GIVEN REQUEST: Could you return, unchanged, the lines from the one containing "of the blurred" through the end of the entries below, including both ends?

RECORDS PROVIDED:
════════

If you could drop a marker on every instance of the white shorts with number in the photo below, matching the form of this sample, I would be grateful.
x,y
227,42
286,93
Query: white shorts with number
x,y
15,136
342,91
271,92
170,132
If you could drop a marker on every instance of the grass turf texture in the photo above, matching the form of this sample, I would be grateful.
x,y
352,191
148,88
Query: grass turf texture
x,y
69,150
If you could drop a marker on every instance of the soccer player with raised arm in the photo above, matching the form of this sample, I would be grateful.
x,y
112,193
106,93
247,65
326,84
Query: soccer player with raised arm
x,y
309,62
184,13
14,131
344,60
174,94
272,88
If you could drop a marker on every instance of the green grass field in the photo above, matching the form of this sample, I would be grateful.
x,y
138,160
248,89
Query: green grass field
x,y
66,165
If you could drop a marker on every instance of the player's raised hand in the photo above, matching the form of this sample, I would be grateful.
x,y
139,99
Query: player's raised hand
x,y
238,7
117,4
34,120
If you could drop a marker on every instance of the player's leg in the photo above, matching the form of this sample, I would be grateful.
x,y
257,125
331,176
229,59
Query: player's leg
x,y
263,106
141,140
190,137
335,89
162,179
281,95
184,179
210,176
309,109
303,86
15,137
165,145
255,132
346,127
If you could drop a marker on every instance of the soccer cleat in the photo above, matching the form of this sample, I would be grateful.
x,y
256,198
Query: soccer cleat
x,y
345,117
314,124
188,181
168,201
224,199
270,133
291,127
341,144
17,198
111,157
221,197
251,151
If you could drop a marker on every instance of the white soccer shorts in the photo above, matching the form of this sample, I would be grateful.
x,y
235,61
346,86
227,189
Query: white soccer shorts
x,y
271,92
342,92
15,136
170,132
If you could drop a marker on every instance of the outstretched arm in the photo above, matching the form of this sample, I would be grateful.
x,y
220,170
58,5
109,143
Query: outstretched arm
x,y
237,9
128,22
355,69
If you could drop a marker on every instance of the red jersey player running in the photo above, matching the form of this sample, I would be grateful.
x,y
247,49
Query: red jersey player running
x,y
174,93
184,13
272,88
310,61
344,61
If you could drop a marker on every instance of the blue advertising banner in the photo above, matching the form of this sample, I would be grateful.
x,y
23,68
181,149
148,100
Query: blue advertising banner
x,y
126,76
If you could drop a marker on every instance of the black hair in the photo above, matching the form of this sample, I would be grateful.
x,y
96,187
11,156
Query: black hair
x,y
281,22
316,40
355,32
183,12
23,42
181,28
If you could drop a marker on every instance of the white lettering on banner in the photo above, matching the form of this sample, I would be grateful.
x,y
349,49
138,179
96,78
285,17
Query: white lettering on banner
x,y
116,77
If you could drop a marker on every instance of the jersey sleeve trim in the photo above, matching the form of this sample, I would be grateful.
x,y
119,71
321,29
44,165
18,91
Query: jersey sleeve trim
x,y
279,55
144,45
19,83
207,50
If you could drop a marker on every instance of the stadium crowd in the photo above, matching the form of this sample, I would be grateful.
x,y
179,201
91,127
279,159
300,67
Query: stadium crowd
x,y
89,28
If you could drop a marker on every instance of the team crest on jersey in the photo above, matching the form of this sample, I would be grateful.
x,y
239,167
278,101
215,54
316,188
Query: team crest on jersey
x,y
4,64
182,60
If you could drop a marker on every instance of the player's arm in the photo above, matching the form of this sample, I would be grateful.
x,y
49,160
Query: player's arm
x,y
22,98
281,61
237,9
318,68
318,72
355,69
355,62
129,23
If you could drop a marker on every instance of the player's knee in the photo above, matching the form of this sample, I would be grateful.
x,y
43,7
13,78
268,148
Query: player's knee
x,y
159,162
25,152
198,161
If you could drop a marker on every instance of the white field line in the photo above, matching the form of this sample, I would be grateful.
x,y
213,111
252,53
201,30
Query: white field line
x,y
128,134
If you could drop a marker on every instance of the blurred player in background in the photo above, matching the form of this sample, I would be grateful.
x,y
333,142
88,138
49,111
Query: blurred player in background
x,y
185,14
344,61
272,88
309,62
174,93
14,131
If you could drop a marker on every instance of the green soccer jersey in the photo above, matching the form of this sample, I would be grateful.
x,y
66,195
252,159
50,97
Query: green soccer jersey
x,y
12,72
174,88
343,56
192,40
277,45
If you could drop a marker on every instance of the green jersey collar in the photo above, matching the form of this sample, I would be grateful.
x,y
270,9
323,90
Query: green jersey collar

════════

WRITTEN RESPONSE:
If you could drop a marker on every instance of the blurred player in background in the photo above, matching the form of this sample, I would be grateful.
x,y
333,142
88,138
49,111
Query: blurred player in background
x,y
185,14
344,61
272,88
309,62
174,93
14,131
If you could drop a marker on every instance of the green soccer jersey in the photo above, matching the form of this sample, I would be grateful.
x,y
66,195
252,159
50,97
Query: green soccer jersey
x,y
12,72
174,88
343,56
192,40
277,45
If you could drop a marker on every instance of the green jersey collar in the photo above, matching the form of this sample, I would be grateful.
x,y
270,9
323,90
Query: green jersey collar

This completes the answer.